▸ **Work required**: Identify each line in the rows below that contains the word "white", and copy those lines in full. Case counts.

▸ **Supplied records**:
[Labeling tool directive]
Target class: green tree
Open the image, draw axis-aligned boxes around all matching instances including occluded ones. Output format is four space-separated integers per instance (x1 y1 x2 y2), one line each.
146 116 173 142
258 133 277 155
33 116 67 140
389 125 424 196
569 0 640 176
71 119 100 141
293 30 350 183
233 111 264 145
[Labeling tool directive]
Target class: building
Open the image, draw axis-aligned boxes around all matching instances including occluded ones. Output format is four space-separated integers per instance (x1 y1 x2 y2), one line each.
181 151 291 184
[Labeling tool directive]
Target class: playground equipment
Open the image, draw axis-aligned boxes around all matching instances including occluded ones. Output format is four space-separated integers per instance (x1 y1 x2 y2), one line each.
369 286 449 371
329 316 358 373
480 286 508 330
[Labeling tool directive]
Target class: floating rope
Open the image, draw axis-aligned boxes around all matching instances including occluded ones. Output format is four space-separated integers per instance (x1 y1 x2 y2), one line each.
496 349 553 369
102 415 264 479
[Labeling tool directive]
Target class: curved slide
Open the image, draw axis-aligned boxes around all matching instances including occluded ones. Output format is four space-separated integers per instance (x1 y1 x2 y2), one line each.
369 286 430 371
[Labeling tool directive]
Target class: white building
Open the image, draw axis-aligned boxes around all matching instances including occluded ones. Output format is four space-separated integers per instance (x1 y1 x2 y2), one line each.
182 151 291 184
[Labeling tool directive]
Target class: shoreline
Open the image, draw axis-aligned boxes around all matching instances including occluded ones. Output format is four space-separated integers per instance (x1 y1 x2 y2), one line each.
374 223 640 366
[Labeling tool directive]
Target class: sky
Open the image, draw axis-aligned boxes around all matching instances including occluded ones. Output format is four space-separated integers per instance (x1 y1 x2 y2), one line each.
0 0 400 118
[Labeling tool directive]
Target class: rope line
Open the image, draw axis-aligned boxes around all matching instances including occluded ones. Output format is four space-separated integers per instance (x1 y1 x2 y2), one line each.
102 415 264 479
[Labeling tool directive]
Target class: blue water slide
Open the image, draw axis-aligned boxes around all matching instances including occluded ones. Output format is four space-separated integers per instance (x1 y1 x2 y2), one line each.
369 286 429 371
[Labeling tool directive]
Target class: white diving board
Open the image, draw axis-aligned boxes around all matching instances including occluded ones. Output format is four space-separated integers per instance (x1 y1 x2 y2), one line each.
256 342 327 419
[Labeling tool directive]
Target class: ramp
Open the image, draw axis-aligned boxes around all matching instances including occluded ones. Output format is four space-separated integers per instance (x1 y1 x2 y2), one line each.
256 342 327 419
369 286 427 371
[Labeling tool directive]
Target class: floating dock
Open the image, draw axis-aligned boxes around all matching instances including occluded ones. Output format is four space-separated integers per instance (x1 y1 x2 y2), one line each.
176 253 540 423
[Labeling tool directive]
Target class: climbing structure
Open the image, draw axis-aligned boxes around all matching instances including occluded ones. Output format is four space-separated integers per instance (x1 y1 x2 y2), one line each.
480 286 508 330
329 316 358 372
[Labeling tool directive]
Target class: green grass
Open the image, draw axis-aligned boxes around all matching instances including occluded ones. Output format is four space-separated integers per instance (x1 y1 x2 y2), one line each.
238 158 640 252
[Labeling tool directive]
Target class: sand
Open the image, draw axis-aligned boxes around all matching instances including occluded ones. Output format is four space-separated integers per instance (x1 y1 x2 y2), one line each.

▸ **Full response**:
Target class: white building
Target class: white diving board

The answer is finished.